===== 本题材料
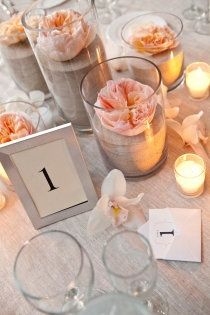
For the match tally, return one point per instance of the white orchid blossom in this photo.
(192, 132)
(113, 208)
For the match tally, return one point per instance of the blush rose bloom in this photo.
(153, 39)
(127, 106)
(14, 126)
(64, 34)
(12, 31)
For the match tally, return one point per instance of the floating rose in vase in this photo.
(18, 56)
(127, 115)
(156, 36)
(14, 126)
(66, 46)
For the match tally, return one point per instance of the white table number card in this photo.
(49, 175)
(175, 233)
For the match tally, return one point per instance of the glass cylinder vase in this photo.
(127, 114)
(157, 37)
(66, 43)
(18, 55)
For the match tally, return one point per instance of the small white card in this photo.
(174, 233)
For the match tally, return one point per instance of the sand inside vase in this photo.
(136, 155)
(63, 79)
(23, 67)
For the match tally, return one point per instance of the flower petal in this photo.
(136, 218)
(114, 184)
(37, 97)
(125, 202)
(98, 221)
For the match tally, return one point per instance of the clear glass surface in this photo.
(107, 10)
(193, 12)
(132, 269)
(138, 154)
(54, 273)
(168, 58)
(189, 172)
(203, 25)
(66, 43)
(16, 51)
(27, 110)
(115, 304)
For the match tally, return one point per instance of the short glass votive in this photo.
(198, 80)
(190, 174)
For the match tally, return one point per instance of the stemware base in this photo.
(157, 304)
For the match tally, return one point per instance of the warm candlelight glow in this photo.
(198, 80)
(4, 176)
(190, 174)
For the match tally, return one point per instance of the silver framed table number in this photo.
(49, 175)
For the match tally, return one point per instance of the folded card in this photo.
(174, 233)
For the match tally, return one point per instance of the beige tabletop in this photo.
(185, 285)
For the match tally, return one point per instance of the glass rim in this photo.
(28, 242)
(37, 29)
(116, 58)
(118, 275)
(28, 103)
(149, 13)
(193, 155)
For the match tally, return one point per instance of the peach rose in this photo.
(12, 31)
(13, 126)
(153, 39)
(64, 35)
(128, 106)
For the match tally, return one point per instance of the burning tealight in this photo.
(198, 80)
(190, 174)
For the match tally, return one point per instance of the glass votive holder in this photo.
(190, 172)
(198, 80)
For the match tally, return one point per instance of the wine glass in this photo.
(193, 12)
(203, 25)
(130, 264)
(54, 273)
(115, 304)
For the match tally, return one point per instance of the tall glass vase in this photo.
(66, 43)
(157, 37)
(127, 114)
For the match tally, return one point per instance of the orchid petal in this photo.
(125, 202)
(37, 97)
(191, 119)
(114, 184)
(136, 218)
(98, 221)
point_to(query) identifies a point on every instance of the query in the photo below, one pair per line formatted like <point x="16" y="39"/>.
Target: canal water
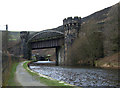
<point x="84" y="76"/>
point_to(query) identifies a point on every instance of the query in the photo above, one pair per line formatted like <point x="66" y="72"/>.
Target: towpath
<point x="25" y="79"/>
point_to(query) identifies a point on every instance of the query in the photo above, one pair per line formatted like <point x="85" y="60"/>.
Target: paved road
<point x="24" y="78"/>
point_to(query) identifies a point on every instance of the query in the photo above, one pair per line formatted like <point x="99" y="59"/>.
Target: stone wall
<point x="71" y="31"/>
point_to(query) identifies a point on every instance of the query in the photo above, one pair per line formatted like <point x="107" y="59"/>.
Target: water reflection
<point x="80" y="76"/>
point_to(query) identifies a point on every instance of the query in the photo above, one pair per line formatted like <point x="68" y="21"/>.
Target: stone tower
<point x="24" y="48"/>
<point x="71" y="31"/>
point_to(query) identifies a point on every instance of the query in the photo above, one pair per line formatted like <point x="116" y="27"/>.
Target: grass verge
<point x="47" y="80"/>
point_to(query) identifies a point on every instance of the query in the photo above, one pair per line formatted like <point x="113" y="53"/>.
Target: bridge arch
<point x="44" y="31"/>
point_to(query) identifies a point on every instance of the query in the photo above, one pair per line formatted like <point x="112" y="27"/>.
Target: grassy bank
<point x="109" y="61"/>
<point x="47" y="80"/>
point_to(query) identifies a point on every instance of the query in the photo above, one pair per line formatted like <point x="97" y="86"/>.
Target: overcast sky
<point x="37" y="15"/>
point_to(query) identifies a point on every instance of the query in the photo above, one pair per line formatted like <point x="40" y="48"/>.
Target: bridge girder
<point x="44" y="31"/>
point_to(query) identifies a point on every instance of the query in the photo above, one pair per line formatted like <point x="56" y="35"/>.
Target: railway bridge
<point x="60" y="38"/>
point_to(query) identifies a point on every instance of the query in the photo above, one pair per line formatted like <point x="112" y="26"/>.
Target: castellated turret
<point x="24" y="48"/>
<point x="71" y="27"/>
<point x="71" y="31"/>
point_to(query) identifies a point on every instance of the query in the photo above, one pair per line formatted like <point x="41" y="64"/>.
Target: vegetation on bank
<point x="109" y="61"/>
<point x="47" y="80"/>
<point x="98" y="38"/>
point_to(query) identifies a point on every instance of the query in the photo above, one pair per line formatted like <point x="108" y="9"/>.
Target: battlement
<point x="72" y="21"/>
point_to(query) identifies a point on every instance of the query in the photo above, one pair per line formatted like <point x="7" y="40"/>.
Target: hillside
<point x="98" y="37"/>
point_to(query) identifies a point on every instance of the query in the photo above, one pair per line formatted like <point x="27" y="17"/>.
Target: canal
<point x="84" y="76"/>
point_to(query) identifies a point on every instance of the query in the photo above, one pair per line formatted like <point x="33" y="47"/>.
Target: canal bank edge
<point x="26" y="66"/>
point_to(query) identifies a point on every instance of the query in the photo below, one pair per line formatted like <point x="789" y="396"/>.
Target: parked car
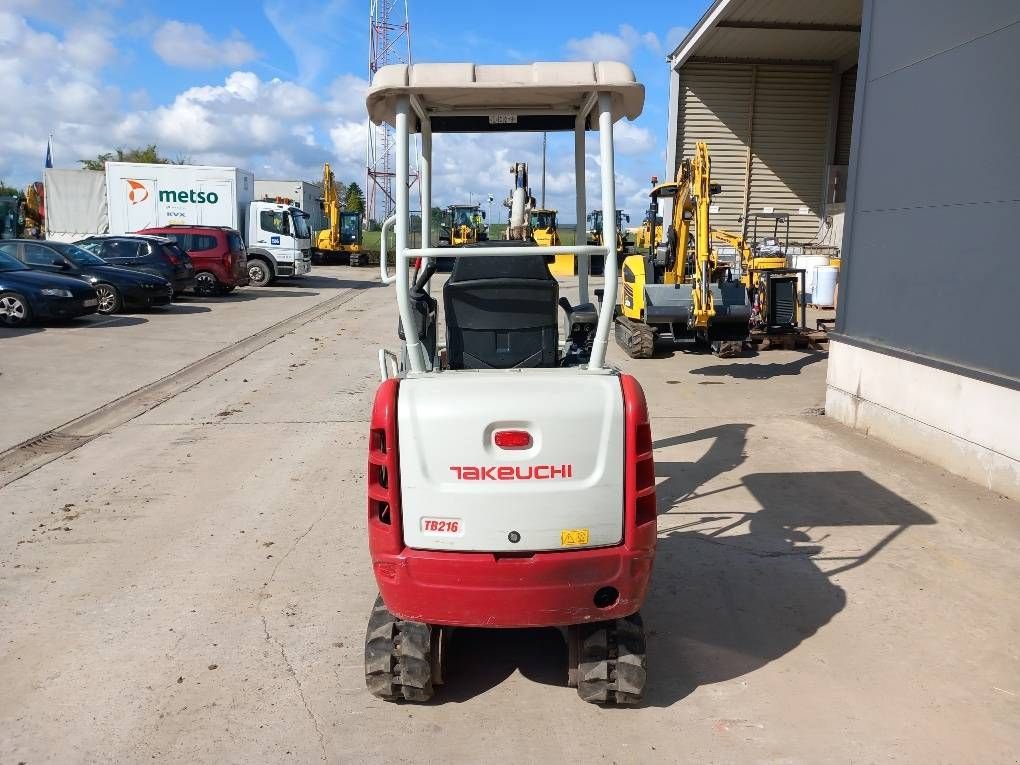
==========
从上面的记录中挑出所有含有“glass”一词的行，逐行照原样抄出。

练习作答:
For the match tally, return one point per instance of the glass cylinder vase in this photo.
For the match tally, return one point per instance of the clear glass surface in this photo.
For the match tally, return one point per instance of the short glass votive in this photo.
For the match tally, return one point per instance of the glass rim in this photo.
For the match tally, return one point per instance of the glass votive holder in this photo.
For the match tally, return one point per instance of the wine glass in this photo.
For the match tally, return one point per instance of the tall glass vase in this photo.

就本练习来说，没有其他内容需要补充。